* _Problem_: In the passage about the city's swim facilities, rewrite the part starting at "There may be" and ending at "pools, Huffman said.", changing "municipal pool" to "public pool".
[Opening Passage provided section]
The city’s recreation department is facing challenges with staffing the three swim facilities, she said. Being closed down last year due to the pandemic meant some of the veteran lifeguards couldn’t keep up with their regular, biennial certification schedule.
Filling needed positions at the pools also was stymied by delays in guidance from the state on what could open and when, Huffman said. So the city is now in something of a hiring frenzy, trying to fill not only lifeguard jobs but hire seasonal workers for other areas as well.
There may be a solution to the north, as the city of Lovington is not planning to open its municipal pool this year due in part to budget constraints, Mayor David Trujillo told the News-Sun on Tuesday. That means trained lifeguards from Lovington are welcome to apply for jobs at the Hobbs pools, Huffman said.
[Closing Passage provided section]
[Opening Data records section]
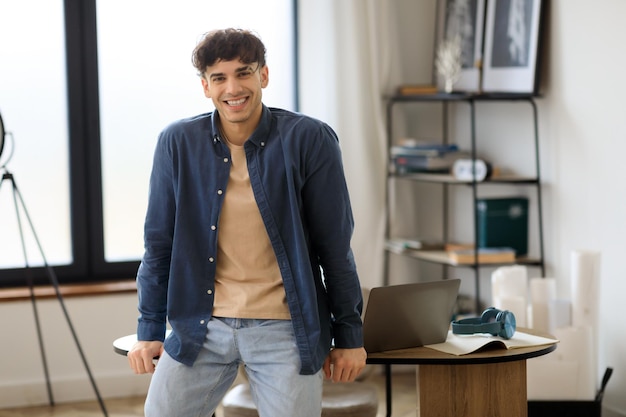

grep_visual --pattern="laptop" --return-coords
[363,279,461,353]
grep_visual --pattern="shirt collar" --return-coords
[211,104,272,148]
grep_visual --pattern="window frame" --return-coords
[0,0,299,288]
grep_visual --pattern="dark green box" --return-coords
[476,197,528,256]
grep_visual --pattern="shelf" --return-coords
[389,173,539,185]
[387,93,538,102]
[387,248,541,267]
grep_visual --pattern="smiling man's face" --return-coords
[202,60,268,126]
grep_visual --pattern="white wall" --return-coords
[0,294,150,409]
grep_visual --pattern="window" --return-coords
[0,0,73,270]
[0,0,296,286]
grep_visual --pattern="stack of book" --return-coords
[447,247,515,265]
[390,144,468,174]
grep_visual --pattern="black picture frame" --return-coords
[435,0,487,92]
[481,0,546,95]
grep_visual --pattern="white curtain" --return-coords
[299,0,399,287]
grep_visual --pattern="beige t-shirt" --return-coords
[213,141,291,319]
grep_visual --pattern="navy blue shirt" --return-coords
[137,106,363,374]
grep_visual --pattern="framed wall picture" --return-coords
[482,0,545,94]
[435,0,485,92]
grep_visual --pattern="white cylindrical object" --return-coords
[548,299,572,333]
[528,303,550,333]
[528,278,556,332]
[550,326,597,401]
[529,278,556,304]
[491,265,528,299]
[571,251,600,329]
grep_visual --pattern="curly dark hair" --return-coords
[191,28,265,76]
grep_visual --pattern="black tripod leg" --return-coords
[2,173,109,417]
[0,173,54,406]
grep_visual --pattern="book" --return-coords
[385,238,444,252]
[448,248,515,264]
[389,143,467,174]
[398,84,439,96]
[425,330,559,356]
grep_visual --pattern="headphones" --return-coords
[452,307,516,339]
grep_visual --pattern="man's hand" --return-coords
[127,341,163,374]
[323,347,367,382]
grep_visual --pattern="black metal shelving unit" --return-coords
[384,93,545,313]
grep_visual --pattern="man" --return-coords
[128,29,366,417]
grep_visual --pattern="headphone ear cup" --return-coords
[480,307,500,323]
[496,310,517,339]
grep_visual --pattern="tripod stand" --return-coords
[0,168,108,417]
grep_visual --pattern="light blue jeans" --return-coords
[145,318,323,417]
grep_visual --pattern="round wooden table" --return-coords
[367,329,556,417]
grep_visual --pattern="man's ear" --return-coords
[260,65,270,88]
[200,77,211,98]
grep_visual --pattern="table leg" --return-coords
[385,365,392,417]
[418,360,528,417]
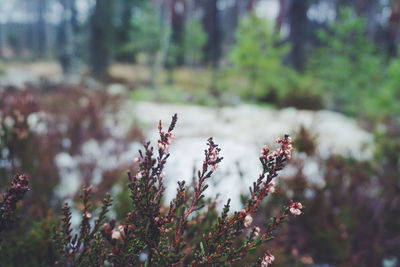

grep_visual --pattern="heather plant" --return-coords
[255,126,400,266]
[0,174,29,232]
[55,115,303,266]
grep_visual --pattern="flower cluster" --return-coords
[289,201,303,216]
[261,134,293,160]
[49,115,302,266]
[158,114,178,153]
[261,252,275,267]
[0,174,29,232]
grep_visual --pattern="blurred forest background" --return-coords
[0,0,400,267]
[Closing Data records section]
* _Answer for this exercise_:
There may be a solution to the north, as the city of Lovington is not planning to open its public pool this year due in part to budget constraints, Mayor David Trujillo told the News-Sun on Tuesday. That means trained lifeguards from Lovington are welcome to apply for jobs at the Hobbs pools, Huffman said.